- EXERCISE PROMPT -
Quote each of these lines word for word.

BEGIN MATERIAL FOR THE TASK

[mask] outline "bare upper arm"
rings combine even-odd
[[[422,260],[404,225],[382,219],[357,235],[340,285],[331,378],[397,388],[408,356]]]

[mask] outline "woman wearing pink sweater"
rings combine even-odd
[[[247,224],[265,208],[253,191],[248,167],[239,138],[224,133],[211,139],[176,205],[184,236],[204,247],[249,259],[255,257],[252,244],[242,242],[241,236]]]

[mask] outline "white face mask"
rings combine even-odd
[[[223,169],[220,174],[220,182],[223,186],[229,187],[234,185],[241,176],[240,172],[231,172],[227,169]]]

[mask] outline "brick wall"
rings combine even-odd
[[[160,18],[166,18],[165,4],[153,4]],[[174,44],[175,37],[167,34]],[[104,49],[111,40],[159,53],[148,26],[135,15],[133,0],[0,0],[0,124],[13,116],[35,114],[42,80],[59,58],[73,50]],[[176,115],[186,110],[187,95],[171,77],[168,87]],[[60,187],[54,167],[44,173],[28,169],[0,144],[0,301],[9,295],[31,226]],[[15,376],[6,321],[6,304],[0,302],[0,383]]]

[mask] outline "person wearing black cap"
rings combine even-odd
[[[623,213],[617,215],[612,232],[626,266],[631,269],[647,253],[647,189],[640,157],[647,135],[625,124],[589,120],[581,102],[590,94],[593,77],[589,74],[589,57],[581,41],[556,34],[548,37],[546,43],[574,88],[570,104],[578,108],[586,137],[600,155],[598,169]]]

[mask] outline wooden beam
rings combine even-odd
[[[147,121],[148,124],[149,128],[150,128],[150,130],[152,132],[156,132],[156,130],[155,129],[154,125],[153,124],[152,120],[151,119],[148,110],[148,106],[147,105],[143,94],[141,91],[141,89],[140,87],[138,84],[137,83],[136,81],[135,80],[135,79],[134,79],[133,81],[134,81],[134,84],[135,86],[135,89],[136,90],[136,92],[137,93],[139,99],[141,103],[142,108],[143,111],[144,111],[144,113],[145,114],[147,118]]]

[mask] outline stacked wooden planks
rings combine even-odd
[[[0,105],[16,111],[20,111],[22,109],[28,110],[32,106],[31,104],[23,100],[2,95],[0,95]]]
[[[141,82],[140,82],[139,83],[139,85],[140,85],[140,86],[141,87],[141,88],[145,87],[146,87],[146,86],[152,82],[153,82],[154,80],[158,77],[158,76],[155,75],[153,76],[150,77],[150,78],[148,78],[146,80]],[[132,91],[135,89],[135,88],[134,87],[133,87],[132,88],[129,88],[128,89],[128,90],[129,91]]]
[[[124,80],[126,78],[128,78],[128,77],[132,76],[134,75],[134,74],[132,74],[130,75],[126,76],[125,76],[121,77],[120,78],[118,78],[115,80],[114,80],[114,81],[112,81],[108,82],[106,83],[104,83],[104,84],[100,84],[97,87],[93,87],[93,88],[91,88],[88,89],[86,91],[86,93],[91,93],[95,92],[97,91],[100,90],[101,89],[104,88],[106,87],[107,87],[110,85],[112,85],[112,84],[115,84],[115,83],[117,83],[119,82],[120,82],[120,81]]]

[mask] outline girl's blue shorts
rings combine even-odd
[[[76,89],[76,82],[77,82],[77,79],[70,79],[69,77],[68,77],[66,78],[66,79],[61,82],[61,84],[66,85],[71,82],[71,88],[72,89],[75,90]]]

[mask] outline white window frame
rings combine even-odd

END MATERIAL FOR THE TASK

- REPLY -
[mask] outline "bare upper arm"
rings combine even-odd
[[[422,260],[404,225],[382,219],[357,235],[340,285],[331,378],[397,388],[408,356]]]

[mask] outline "woman wearing pink sweater"
rings combine even-odd
[[[247,224],[265,208],[253,191],[248,167],[239,138],[224,133],[211,139],[176,205],[184,236],[204,247],[249,259],[255,257],[252,244],[242,242],[241,236]]]

[mask] outline "white face mask"
rings combine even-odd
[[[223,169],[220,174],[220,182],[223,186],[229,187],[234,185],[241,176],[240,172],[231,172],[227,169]]]

[mask] outline "brick wall"
rings combine even-odd
[[[160,18],[166,18],[165,4],[153,4]],[[174,44],[175,37],[167,34]],[[104,49],[111,40],[159,53],[148,26],[135,15],[133,0],[0,0],[0,124],[13,116],[35,114],[42,80],[59,58],[73,50]],[[176,115],[186,110],[187,95],[171,77],[168,87]],[[60,187],[54,167],[44,173],[28,169],[0,144],[0,301],[9,295],[31,226]],[[15,376],[6,321],[6,304],[0,302],[0,383]]]

[mask] outline "person wearing black cap"
rings combine even-odd
[[[623,213],[617,215],[612,232],[626,266],[631,269],[647,253],[647,189],[640,157],[647,135],[625,124],[589,120],[581,102],[590,94],[593,77],[589,74],[589,57],[581,41],[556,34],[548,37],[546,43],[574,88],[570,104],[578,108],[586,137],[600,155],[598,169]]]

[mask] outline wooden beam
rings combine even-odd
[[[147,121],[148,124],[149,128],[150,128],[150,130],[152,132],[156,132],[156,130],[155,129],[154,125],[153,124],[152,120],[151,119],[148,110],[148,106],[147,105],[143,94],[141,91],[141,89],[140,87],[138,84],[137,83],[136,81],[135,80],[135,79],[134,79],[133,81],[134,81],[134,84],[135,86],[135,89],[136,90],[136,92],[137,93],[139,99],[141,103],[142,108],[143,111],[144,111],[144,113],[145,114],[147,118]]]

[mask] outline stacked wooden planks
rings combine even-odd
[[[0,105],[16,111],[20,111],[22,109],[28,110],[32,106],[31,104],[23,100],[2,95],[0,95]]]
[[[141,82],[140,82],[139,83],[139,85],[140,85],[140,86],[141,87],[141,88],[145,87],[146,87],[146,86],[152,82],[153,82],[154,80],[158,77],[158,76],[155,75],[153,76],[150,77],[150,78],[148,78],[146,80]],[[132,91],[135,89],[135,88],[134,87],[133,87],[132,88],[129,88],[128,89],[128,90],[129,91]]]
[[[124,80],[126,78],[128,78],[128,77],[132,76],[134,75],[134,74],[132,74],[130,75],[126,76],[125,76],[121,77],[120,78],[118,78],[115,80],[114,80],[114,81],[112,81],[108,82],[106,83],[104,83],[104,84],[100,84],[97,87],[93,87],[93,88],[91,88],[88,89],[86,91],[86,93],[91,93],[95,92],[97,91],[100,90],[101,89],[104,88],[106,87],[107,87],[110,85],[112,85],[112,84],[115,84],[115,83],[117,83],[119,82],[120,82],[120,81]]]

[mask] outline girl's blue shorts
rings combine even-odd
[[[76,89],[76,82],[77,82],[77,79],[70,79],[69,77],[68,77],[66,78],[66,79],[61,82],[61,84],[66,85],[71,82],[71,88],[72,89],[75,90]]]

[mask] outline white window frame
rings combine even-odd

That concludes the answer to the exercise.